What the exercise asks –
Output only the lines from the one holding "of the boat" to the end of the data below, please, copied exactly.

Stored entries:

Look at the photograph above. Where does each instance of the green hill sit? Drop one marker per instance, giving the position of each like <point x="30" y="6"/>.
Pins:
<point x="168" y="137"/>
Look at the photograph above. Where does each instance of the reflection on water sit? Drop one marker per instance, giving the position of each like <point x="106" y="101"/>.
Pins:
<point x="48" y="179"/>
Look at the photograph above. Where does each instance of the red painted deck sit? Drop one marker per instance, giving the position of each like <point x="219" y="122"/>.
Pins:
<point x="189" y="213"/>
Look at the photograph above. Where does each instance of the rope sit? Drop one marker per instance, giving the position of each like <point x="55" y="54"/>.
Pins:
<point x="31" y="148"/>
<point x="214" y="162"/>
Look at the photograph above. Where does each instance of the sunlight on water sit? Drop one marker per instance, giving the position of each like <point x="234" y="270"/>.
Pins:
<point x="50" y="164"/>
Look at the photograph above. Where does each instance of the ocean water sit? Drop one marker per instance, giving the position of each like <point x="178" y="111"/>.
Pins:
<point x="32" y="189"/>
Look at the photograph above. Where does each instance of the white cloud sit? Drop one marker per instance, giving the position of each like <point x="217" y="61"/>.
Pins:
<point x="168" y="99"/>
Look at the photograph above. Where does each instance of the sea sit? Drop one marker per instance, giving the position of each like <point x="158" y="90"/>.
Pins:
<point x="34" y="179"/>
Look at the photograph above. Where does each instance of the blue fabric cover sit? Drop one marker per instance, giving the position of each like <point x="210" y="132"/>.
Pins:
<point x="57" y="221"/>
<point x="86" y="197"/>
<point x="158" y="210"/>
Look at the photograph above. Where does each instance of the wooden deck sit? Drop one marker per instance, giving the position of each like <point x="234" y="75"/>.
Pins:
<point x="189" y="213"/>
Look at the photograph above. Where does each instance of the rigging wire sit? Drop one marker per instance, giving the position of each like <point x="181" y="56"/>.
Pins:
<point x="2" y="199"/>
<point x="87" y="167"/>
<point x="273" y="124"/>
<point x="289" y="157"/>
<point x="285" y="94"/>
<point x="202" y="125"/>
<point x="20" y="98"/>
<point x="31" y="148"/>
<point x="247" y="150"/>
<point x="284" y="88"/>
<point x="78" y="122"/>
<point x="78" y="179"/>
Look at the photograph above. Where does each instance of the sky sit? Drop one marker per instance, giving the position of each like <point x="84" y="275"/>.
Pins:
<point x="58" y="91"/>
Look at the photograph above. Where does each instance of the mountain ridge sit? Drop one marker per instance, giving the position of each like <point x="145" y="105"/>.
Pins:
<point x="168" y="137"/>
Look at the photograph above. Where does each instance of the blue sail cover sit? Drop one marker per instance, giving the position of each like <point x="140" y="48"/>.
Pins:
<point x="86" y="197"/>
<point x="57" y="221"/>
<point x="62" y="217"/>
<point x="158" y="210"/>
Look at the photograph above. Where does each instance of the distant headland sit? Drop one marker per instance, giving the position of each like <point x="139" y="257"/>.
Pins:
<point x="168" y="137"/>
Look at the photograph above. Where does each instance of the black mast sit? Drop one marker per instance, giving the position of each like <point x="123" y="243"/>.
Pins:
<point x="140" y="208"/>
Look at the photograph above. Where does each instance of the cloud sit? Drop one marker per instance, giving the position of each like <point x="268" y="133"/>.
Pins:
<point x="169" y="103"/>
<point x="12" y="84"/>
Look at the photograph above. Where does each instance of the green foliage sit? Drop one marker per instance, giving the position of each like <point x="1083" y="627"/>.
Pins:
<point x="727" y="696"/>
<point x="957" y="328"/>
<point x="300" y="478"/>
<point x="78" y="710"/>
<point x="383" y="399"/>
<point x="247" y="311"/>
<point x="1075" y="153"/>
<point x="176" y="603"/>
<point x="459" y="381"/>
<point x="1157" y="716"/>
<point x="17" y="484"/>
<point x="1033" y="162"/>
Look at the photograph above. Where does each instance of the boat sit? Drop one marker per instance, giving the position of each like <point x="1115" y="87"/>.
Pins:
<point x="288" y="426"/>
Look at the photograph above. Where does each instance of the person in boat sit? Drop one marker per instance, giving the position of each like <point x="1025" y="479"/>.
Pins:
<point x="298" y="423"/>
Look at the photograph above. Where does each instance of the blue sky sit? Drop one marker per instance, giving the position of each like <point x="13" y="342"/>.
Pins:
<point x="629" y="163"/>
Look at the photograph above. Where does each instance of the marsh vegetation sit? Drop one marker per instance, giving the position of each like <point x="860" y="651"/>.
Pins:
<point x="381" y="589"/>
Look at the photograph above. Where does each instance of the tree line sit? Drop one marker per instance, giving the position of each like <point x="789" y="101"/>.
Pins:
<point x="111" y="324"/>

Output for this task –
Look at the photograph above. Where does each instance of the boat sit? Drop one marker per instance, giving the position of each like <point x="1115" y="87"/>.
Pins:
<point x="288" y="426"/>
Look at the photograph above. Where does each instance of the person in boat sit? Drop one marker per instance, giving the position of each like <point x="1025" y="479"/>.
Pins:
<point x="298" y="423"/>
Look at the photograph above. Where does each instance of the blue sky sit? Drop one marker per instance, giving the position of each like <point x="13" y="342"/>.
Pins:
<point x="629" y="163"/>
Look at the photograph above. Where does each instance of the marsh vegetation sit? Drop one marker per instance, giving the position of each like <point x="860" y="651"/>.
Pins:
<point x="381" y="589"/>
Look at the photograph above. Where does each instance of the tree line sit? Drop one marker per instance, giving the position of each like <point x="789" y="101"/>.
Pins:
<point x="111" y="324"/>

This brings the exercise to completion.